● Written instruction 1
Do these statements agree with the Vivobarefoot article below? For each of (a), (b) and (c), answer yes or no and quote the words of the article that decide it.
(a) The Toronto store takes over the space formerly occupied by Oak + Fort.
(b) Vivobarefoot was founded by two brothers.
(c) The Toronto store is the brand's first concept store in Canada.

● Document extract
((
Vivobarefoot Sets Its Sights on Queen Street West for First Toronto Location

The British footwear brand behind the barefoot movement is bringing pressure plates, community runs, and a health-first retail model to 666 Queen Street West

Share

Vivobarefoot is opening its first Toronto location at 666 Queen Street West. The 1,200 square foot store, with a full basement, takes over the former Oak + Fort space and marks the brand’s second Canadian concept store after its 2023 Kitsilano debut. A New York Soho flagship is expected later this summer, as the brand continues to build out its North American presence following the recent opening of its Americas headquarters in Austin, Texas. KITS Eyecare has also announced plans for a Toronto flagship directly across the street.

Founded in 2012 by cousins Galahad and Asher Clark, seventh generation cobblers from Glastonbury, Somerset and descendants of the family behind the Clarks shoe brand, Vivobarefoot is headquartered in London and sells primarily direct to consumer online. The brand posted £91.4 million in global revenue in its most recent fiscal year, selling 1.2 million pairs of shoes across more than a dozen countries. Physical concept stores are deliberately few, currently operating in London, Bristol, Prague, Freiburg, and Vancouver, each one designed to educate consumers on the brand’s core philosophy that wide, thin, and flexible footwear is regenerative to human health. Toronto is the newest addition to that list.

Future Vivobarefoot Queen Street West (Image: Dustin Fuhs)

Andrew Bentley, CEO of Vivobarefoot Canada, said the decision to sign at 666 Queen West came quickly once the space was identified, less than a month from first viewing to execution.
))
● Dataset records
((
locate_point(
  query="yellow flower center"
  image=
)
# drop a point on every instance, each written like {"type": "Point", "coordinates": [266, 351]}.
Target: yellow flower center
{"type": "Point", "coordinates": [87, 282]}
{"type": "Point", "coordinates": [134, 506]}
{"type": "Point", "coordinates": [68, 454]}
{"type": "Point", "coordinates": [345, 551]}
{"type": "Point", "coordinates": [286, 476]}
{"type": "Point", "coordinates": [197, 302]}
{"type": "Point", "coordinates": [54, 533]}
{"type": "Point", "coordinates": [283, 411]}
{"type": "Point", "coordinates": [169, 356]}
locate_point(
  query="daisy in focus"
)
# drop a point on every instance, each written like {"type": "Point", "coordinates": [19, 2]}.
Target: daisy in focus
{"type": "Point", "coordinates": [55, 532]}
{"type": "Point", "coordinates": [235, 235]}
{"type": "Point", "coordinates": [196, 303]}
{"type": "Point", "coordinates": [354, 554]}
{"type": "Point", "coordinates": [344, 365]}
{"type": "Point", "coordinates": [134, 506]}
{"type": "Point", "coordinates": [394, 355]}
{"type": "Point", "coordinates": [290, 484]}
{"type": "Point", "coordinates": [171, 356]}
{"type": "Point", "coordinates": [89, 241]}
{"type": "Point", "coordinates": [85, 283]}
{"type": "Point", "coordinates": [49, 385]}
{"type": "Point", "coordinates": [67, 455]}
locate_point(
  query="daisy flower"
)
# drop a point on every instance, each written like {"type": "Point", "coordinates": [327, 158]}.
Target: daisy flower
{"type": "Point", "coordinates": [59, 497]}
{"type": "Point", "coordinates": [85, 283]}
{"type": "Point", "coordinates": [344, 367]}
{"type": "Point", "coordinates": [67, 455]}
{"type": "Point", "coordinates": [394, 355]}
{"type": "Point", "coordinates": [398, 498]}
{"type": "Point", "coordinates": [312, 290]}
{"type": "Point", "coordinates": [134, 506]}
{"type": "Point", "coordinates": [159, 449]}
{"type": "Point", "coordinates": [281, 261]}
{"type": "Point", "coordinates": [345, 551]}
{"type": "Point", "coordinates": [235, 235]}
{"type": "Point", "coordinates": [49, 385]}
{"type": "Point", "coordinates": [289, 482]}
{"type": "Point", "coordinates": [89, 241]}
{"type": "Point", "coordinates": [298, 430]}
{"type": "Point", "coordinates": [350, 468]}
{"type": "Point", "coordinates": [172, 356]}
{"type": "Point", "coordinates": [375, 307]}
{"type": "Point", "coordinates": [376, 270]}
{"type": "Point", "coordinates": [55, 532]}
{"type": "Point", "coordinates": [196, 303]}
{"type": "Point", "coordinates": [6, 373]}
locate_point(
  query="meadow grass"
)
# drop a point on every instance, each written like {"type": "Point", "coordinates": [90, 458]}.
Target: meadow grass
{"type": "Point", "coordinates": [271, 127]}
))
● Written instruction 2
Which lines of the entries above contain the word "yellow"? Extract each of them.

● Written reply 1
(a) Yes: "takes over the former Oak + Fort space"
(b) No: "Founded in 2012 by cousins Galahad and Asher Clark"
(c) No: "marks the brand’s second Canadian concept store after its 2023 Kitsilano debut"

● Written reply 2
  query="yellow flower center"
Target: yellow flower center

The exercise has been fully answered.